*EXERCISE PROMPT*
Rescale the records starting with the line that contains "of the black" and going on through the end of the records, giving every line again with the requests included. Multiply each x and y coordinate in the answers by 2.15 and round it to a whole number, with halves rounding up.

*DATA TO USE*
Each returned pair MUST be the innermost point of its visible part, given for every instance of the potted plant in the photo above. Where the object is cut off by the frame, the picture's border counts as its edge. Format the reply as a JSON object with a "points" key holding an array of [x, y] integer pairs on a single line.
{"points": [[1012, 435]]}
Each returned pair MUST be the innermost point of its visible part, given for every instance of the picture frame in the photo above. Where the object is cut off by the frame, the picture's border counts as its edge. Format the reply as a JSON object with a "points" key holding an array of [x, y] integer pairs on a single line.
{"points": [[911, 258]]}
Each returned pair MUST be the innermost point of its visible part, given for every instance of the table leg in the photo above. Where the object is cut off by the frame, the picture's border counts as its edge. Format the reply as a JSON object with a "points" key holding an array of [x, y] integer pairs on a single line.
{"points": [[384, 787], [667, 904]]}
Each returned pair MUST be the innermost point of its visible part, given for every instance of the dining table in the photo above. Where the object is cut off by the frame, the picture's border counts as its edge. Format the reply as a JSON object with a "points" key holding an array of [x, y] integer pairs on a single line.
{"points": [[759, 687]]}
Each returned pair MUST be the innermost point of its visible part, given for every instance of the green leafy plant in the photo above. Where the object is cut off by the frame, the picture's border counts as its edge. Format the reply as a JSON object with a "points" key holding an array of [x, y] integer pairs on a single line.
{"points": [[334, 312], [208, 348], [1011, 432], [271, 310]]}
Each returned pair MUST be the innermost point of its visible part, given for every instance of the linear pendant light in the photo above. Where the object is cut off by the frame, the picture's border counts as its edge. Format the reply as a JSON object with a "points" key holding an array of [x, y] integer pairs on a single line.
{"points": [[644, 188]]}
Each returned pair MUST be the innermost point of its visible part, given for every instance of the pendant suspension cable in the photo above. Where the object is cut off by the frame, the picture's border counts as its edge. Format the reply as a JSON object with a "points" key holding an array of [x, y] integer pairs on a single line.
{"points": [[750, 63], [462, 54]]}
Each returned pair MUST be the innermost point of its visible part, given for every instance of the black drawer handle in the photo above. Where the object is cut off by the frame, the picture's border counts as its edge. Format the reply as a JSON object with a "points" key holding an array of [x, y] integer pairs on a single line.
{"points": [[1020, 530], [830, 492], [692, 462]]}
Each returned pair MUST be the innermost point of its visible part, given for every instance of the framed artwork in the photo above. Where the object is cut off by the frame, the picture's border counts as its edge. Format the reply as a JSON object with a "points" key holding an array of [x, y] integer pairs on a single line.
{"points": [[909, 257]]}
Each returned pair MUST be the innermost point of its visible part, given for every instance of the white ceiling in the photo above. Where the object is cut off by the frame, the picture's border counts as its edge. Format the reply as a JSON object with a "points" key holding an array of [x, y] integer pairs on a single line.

*THE RESPONSE*
Each returned pair MUST be the innermost point of its visible part, given for every instance of the black drawer handle in the photo above. Where the object is cut off by the frame, the picture's border counts as its edge. Format the reply as a JSON object with a "points" key holding an array of [x, y] integer pairs on a single line.
{"points": [[2193, 1140], [1785, 1058], [1488, 993]]}
Each returned pair MUST be the innermost point of its visible part, given for every instance of the framed artwork in the photo above. Where the object is cut off by the frame, the picture's border counts as its edge. Format the reply as a JSON object with a "points" key holding an array of [x, y] integer pairs on a single line.
{"points": [[1954, 553]]}
Each returned pair MUST be the innermost point of its visible part, given for every instance of the white ceiling in the photo above. Where the object is cut off by the frame, the picture's border counts as its edge. Format the reply as a JSON object with a "points" key holding an array of [x, y] integer pairs on a single line.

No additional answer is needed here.